**Listing:**

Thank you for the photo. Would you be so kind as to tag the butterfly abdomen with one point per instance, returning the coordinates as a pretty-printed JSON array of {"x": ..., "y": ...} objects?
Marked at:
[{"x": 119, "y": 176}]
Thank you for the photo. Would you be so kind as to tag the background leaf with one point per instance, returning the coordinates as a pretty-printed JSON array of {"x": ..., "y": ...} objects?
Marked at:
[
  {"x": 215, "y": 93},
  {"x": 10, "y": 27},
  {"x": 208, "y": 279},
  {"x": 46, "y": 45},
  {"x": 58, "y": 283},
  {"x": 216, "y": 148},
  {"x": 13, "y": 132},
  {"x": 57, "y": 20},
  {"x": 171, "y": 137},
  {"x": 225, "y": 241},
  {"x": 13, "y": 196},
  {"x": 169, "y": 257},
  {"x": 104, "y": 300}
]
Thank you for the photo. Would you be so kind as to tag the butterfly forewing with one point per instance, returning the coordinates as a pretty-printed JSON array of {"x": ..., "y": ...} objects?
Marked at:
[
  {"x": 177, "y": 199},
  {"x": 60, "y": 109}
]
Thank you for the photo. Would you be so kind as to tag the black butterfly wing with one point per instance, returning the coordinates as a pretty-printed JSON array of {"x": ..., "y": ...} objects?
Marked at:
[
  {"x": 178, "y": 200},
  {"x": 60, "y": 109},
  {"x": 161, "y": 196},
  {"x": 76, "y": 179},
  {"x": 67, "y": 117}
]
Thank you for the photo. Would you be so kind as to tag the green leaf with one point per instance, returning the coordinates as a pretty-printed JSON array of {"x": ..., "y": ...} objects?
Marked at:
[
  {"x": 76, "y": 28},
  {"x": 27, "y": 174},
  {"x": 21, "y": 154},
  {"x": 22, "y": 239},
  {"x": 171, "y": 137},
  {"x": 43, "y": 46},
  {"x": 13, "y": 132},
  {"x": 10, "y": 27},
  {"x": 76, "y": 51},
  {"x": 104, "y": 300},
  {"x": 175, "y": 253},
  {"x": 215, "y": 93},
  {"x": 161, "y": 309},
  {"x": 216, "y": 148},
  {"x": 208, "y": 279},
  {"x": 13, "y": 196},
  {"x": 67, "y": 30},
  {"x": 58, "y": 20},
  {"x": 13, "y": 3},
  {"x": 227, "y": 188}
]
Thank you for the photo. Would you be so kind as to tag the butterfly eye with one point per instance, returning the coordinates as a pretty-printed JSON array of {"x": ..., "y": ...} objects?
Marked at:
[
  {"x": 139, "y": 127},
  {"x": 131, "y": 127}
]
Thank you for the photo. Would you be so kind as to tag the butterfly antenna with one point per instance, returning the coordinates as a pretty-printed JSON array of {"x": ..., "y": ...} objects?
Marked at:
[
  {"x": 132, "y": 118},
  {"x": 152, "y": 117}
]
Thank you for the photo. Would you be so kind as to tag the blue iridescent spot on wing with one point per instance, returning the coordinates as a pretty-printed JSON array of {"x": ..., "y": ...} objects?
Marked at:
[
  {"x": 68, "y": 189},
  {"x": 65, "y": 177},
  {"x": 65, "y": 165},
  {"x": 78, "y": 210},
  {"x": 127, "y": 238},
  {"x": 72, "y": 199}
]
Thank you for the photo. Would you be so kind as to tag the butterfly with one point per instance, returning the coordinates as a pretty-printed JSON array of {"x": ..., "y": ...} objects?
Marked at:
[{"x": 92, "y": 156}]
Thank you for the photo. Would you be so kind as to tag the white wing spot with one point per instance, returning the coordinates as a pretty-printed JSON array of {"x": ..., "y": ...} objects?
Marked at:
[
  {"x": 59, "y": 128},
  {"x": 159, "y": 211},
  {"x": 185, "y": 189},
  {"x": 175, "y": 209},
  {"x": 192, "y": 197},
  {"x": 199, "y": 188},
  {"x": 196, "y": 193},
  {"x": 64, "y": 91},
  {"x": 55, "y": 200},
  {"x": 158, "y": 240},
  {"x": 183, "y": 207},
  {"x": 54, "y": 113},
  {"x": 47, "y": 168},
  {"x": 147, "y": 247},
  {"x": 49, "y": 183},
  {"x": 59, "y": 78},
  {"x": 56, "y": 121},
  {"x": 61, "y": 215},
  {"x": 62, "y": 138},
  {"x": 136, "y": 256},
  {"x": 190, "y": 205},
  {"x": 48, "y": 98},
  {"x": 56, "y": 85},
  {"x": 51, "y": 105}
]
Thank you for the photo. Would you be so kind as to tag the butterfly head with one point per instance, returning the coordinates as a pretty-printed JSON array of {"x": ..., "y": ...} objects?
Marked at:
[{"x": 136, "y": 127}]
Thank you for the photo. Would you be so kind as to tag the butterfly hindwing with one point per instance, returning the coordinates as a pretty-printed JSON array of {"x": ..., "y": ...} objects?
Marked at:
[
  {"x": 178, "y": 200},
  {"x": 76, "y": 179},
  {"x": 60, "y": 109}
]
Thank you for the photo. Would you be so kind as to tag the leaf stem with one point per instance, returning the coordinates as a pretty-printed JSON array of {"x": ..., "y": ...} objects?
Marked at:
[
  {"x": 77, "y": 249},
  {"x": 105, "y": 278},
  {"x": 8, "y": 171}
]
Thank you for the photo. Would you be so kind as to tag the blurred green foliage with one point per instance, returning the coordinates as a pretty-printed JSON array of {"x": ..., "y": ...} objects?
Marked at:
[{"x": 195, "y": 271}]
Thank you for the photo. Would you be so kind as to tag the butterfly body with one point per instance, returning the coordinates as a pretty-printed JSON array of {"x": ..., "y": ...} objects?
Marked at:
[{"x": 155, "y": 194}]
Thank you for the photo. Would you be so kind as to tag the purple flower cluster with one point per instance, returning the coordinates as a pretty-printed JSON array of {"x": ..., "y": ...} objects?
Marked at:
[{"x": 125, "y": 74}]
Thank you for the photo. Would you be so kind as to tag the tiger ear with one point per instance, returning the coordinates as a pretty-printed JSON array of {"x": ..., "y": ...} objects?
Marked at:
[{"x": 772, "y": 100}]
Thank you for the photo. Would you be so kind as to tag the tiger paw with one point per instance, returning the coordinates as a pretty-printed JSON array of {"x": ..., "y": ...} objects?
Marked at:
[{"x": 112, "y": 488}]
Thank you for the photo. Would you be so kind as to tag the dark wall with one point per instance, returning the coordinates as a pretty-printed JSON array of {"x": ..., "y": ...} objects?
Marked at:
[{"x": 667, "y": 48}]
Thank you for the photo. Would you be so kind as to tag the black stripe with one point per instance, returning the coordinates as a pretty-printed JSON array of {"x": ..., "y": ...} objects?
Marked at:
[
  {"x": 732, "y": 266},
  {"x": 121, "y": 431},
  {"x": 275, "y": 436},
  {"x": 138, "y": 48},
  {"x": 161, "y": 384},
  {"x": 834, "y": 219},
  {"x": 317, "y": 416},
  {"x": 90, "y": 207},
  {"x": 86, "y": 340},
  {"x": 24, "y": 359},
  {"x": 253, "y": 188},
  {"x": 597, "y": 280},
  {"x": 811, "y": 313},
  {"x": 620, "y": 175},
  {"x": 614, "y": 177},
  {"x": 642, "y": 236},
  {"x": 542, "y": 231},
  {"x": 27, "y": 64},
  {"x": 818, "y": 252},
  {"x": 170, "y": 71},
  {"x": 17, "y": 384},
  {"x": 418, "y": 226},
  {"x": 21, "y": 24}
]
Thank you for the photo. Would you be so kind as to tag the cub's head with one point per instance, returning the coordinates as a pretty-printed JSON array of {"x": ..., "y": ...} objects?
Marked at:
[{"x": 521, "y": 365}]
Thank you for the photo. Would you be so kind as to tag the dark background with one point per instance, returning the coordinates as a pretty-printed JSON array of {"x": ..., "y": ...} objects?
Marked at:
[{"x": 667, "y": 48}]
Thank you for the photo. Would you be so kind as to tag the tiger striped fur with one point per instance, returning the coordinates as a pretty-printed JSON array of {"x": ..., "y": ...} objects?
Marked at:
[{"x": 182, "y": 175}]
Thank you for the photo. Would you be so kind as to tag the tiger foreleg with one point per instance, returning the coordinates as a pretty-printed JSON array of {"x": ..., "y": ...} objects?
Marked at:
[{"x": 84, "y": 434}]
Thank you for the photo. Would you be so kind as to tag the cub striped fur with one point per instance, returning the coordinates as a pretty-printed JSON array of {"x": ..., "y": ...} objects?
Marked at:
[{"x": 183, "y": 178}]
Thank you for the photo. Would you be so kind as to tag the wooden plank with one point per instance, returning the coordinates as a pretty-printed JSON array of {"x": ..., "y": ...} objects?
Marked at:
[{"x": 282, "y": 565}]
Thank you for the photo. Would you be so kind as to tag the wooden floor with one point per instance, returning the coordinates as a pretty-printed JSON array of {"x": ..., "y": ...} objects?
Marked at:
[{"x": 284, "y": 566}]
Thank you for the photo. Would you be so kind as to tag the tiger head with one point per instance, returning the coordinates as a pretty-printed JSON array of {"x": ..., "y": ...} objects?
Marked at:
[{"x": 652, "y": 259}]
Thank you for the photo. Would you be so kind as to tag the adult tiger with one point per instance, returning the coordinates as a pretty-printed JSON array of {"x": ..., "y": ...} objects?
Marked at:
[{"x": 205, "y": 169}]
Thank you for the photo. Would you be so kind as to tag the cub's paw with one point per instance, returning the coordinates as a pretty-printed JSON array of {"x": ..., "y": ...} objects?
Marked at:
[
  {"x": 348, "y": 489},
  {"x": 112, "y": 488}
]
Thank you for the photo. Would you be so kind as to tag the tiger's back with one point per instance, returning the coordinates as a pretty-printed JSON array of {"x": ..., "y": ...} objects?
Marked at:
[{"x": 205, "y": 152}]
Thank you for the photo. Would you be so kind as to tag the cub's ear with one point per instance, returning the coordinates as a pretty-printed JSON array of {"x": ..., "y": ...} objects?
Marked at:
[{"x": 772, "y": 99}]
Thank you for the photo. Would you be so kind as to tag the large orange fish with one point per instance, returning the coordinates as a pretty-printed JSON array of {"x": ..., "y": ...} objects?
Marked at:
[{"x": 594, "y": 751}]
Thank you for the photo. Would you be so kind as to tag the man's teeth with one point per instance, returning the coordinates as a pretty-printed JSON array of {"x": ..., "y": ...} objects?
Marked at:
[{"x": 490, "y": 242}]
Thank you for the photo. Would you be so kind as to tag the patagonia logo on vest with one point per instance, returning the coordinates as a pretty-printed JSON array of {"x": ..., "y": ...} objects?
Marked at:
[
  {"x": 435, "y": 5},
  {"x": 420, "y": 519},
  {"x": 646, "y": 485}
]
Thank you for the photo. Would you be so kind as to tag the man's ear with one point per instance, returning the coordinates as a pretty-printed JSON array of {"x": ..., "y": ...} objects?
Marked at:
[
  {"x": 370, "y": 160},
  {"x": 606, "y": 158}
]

**Task objective:** Reproduce the material above word for word, starting at the line that contains "the man's teeth" and ending at its final line.

**Reply to the task:**
Thank you for the photo. Would you be so kind as to tag the man's teeth with one point per instance, returning the coordinates as a pretty-printed JSON array of {"x": ..., "y": ...} objects?
Marked at:
[{"x": 490, "y": 242}]
Thank you for the photo. Would you be so kind as to tag the patagonia logo on vest with one point per instance, returning the coordinates as a pretty-printed JSON array of {"x": ..., "y": ...} objects?
Marked at:
[
  {"x": 435, "y": 5},
  {"x": 420, "y": 519},
  {"x": 646, "y": 485}
]
Thank you for the photo. Would you be so kind as to tag the man's ear with one point per instance, returning the coordinates as a pretty-printed JSON array of {"x": ..., "y": ...} objects?
Marked at:
[
  {"x": 370, "y": 160},
  {"x": 606, "y": 158}
]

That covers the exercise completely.